** PROBLEM REQUIREMENTS **
Lay out every row below as a Markdown table with two columns, No. and Line, giving each row its number and its line and leaving out blank lines.

** DATASET RECORDS **
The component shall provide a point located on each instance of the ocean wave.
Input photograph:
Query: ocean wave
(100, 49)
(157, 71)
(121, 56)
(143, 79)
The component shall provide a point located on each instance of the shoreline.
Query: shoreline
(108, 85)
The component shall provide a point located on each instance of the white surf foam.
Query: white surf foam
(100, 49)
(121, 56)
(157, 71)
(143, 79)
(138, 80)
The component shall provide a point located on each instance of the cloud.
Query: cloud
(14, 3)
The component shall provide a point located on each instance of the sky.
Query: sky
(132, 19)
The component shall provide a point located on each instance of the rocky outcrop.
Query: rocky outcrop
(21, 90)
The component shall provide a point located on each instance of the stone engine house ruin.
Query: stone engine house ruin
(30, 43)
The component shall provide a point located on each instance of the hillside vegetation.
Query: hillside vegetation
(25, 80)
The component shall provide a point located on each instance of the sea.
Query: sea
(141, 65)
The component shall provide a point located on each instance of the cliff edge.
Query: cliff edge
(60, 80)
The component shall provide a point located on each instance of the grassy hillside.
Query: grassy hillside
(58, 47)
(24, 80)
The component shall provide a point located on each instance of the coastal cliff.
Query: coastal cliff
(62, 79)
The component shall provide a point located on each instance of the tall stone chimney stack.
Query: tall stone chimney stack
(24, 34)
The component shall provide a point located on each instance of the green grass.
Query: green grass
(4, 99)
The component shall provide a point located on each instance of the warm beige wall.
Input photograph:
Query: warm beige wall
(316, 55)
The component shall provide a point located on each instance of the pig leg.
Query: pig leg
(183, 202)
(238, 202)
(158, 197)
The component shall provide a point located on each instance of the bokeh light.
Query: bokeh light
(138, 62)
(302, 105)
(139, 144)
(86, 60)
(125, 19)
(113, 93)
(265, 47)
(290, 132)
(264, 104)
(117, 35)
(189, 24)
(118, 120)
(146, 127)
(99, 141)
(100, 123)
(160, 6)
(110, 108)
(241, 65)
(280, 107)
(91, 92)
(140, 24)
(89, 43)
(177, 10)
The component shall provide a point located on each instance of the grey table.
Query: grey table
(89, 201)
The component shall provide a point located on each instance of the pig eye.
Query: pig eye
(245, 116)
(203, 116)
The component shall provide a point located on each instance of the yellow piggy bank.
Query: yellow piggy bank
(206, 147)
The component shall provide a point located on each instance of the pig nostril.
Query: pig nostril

** ANSWER FOR THIS EXERCISE **
| No. | Line |
|---|---|
| 1 | The component shall provide a point located on each instance of the ocean wave. |
| 2 | Input photograph: |
| 3 | Query: ocean wave |
| 4 | (100, 49) |
| 5 | (157, 71) |
| 6 | (121, 56) |
| 7 | (143, 79) |
| 8 | The component shall provide a point located on each instance of the shoreline. |
| 9 | Query: shoreline |
| 10 | (108, 85) |
| 11 | The component shall provide a point located on each instance of the white surf foam. |
| 12 | Query: white surf foam |
| 13 | (100, 49) |
| 14 | (121, 56) |
| 15 | (157, 71) |
| 16 | (143, 79) |
| 17 | (138, 80) |
| 18 | The component shall provide a point located on each instance of the cloud. |
| 19 | Query: cloud |
| 20 | (14, 3) |
| 21 | The component shall provide a point located on each instance of the sky. |
| 22 | Query: sky |
| 23 | (132, 19) |
| 24 | The component shall provide a point located on each instance of the rocky outcrop. |
| 25 | Query: rocky outcrop |
| 26 | (21, 90) |
| 27 | The component shall provide a point located on each instance of the stone engine house ruin. |
| 28 | Query: stone engine house ruin |
| 29 | (30, 43) |
| 30 | The component shall provide a point located on each instance of the hillside vegetation. |
| 31 | Query: hillside vegetation |
| 32 | (25, 80) |
| 33 | The component shall provide a point located on each instance of the sea. |
| 34 | Query: sea |
| 35 | (141, 65) |
| 36 | The component shall provide a point located on each instance of the cliff edge. |
| 37 | Query: cliff edge |
| 38 | (60, 80) |
| 39 | The component shall provide a point located on each instance of the grassy hillside. |
| 40 | Query: grassy hillside |
| 41 | (58, 47) |
| 42 | (24, 80) |
| 43 | The component shall provide a point located on each instance of the coastal cliff. |
| 44 | Query: coastal cliff |
| 45 | (62, 79) |
| 46 | The component shall provide a point located on each instance of the tall stone chimney stack. |
| 47 | Query: tall stone chimney stack |
| 48 | (24, 34) |
| 49 | The component shall provide a point located on each instance of the green grass. |
| 50 | Query: green grass |
| 51 | (4, 99) |
| 52 | The component shall provide a point located on each instance of the warm beige wall. |
| 53 | Input photograph: |
| 54 | Query: warm beige wall |
| 55 | (316, 55) |
| 56 | The component shall provide a point located on each instance of the pig leg. |
| 57 | Query: pig leg |
| 58 | (183, 202) |
| 59 | (238, 202) |
| 60 | (158, 197) |
| 61 | The component shall provide a point located on each instance of the bokeh light. |
| 62 | Query: bokeh light |
| 63 | (138, 62) |
| 64 | (302, 105) |
| 65 | (139, 144) |
| 66 | (86, 60) |
| 67 | (125, 19) |
| 68 | (113, 93) |
| 69 | (265, 47) |
| 70 | (290, 132) |
| 71 | (264, 104) |
| 72 | (117, 35) |
| 73 | (189, 24) |
| 74 | (118, 120) |
| 75 | (146, 127) |
| 76 | (99, 141) |
| 77 | (100, 123) |
| 78 | (160, 6) |
| 79 | (110, 108) |
| 80 | (241, 65) |
| 81 | (280, 107) |
| 82 | (91, 92) |
| 83 | (140, 24) |
| 84 | (89, 43) |
| 85 | (177, 10) |
| 86 | The component shall provide a point located on each instance of the grey table. |
| 87 | Query: grey table |
| 88 | (89, 201) |
| 89 | The component shall provide a point located on each instance of the pig eye. |
| 90 | Query: pig eye |
| 91 | (245, 116) |
| 92 | (203, 116) |
| 93 | The component shall provide a point located on each instance of the yellow piggy bank. |
| 94 | Query: yellow piggy bank |
| 95 | (206, 147) |
| 96 | The component shall provide a point located on each instance of the pig nostril. |
| 97 | Query: pig nostril |